■ GIVEN REQUEST: Using the thread on copyright headers below, decide whether each statement agrees with it. Answer yes or no for each, and quote the deciding words. 1. The proposed policy would treat the git history as the real record. 2. Under the proposed policy, contributors would be refused if they wanted their names in headers. 3. One reply says copyright header changes often cause merge conflicts.

■ PASSAGE PROVIDED:
As apache is discouraging author notes, how do they handle the copyright message? If there is no author mentioned, who would be the copyright holder? Would I have to query git to find out? About the year: who would be allowed to update the year in the copyright header? Only the committer(s)?
Folks, We are discussing this topic in the IP Advisory Committee of the Board, with an eye to implementing pretty much what Andrey described in comment 10. In other words, a pragmatic policy that says we will rely on the git history as the "real" record, but if a project or a contributor wants to see names in their headers, we're not going to say no. We have a bit of a queue of IP topics at the moment, so I cannot promise a resolution immediately. I expect to be able to report back by mid-March. I hope that's okay.
Any news on this subject? As Marc pointed out previously, copyright header changes often lead to merge conflicts and diff noise that makes the review process difficult. I would like to be able to tell contributors to stop updating these (outside of required year and copyright holder changes), and to iteratively start removing the Contributors section.

■ LISTING:
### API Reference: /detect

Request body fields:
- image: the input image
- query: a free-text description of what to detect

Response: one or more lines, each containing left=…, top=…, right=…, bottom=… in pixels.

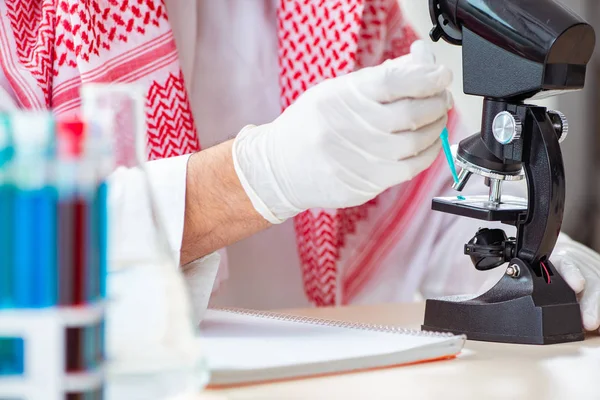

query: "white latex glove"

left=233, top=42, right=453, bottom=224
left=550, top=233, right=600, bottom=331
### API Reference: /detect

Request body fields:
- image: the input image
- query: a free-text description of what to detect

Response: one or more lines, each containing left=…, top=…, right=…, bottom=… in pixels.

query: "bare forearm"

left=181, top=141, right=270, bottom=265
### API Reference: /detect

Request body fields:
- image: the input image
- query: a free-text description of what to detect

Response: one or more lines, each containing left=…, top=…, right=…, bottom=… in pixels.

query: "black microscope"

left=422, top=0, right=595, bottom=344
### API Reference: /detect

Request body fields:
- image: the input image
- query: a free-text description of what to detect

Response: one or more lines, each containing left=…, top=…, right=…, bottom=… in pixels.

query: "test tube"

left=0, top=115, right=14, bottom=309
left=10, top=112, right=57, bottom=308
left=56, top=120, right=93, bottom=305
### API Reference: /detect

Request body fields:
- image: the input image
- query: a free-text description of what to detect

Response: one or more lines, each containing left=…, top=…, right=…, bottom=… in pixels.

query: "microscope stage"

left=432, top=196, right=527, bottom=223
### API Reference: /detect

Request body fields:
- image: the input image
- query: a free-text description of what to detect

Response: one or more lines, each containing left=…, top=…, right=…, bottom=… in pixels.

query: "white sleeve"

left=108, top=156, right=220, bottom=322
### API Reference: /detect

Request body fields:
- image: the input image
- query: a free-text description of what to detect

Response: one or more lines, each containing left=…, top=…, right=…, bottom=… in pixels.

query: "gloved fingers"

left=350, top=59, right=453, bottom=103
left=553, top=258, right=585, bottom=294
left=389, top=139, right=442, bottom=182
left=378, top=114, right=448, bottom=161
left=373, top=91, right=453, bottom=133
left=410, top=40, right=435, bottom=64
left=580, top=284, right=600, bottom=331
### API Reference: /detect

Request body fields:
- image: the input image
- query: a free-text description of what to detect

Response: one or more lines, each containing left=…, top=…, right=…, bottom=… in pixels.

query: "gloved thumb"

left=410, top=40, right=435, bottom=64
left=552, top=258, right=585, bottom=294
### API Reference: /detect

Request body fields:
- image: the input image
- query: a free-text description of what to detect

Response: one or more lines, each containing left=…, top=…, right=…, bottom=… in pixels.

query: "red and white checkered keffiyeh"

left=0, top=0, right=454, bottom=306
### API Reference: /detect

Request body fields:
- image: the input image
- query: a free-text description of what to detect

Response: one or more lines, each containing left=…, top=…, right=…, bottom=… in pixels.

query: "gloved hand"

left=233, top=42, right=453, bottom=224
left=550, top=233, right=600, bottom=331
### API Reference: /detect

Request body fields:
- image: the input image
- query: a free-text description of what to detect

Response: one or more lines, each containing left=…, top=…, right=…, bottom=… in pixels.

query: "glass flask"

left=81, top=84, right=208, bottom=400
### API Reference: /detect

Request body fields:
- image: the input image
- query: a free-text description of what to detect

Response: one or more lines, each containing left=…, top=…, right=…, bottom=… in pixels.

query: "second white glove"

left=233, top=42, right=453, bottom=224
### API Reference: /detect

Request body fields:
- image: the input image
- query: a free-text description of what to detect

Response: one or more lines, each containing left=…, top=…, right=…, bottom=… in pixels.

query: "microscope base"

left=422, top=296, right=585, bottom=344
left=422, top=259, right=585, bottom=344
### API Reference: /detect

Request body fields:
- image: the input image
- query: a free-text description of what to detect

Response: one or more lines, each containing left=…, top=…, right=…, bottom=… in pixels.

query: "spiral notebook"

left=200, top=309, right=465, bottom=387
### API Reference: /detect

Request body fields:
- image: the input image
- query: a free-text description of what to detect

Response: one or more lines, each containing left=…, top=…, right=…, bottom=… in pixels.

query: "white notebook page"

left=201, top=310, right=464, bottom=370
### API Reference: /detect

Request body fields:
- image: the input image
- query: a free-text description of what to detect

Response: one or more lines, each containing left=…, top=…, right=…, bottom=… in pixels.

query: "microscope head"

left=429, top=0, right=596, bottom=102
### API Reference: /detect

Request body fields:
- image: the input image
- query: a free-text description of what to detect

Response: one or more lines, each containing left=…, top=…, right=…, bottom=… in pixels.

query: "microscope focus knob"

left=548, top=110, right=569, bottom=143
left=492, top=111, right=523, bottom=144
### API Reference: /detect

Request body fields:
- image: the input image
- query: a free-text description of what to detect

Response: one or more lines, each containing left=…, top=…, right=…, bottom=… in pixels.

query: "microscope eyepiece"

left=429, top=0, right=596, bottom=100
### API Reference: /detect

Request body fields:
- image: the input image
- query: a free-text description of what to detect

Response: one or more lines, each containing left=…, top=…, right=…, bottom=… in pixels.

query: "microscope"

left=422, top=0, right=595, bottom=344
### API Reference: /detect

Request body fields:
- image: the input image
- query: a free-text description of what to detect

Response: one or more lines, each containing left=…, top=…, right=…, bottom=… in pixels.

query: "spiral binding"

left=216, top=307, right=466, bottom=339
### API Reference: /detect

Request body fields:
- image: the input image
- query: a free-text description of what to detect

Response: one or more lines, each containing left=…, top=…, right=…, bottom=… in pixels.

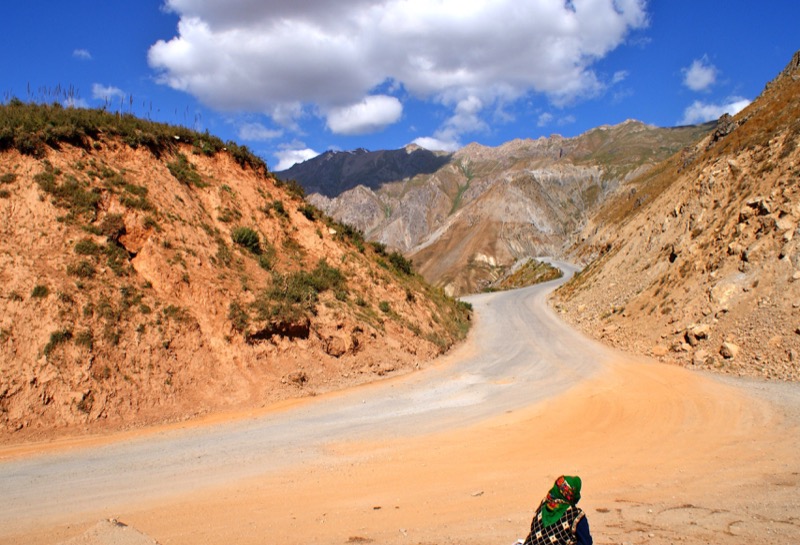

■ OUTPUT:
1. Yes: "we will rely on the git history as the "real" record"
2. No: "if a project or a contributor wants to see names in their headers, we're not going to say no"
3. Yes: "copyright header changes often lead to merge conflicts and diff noise"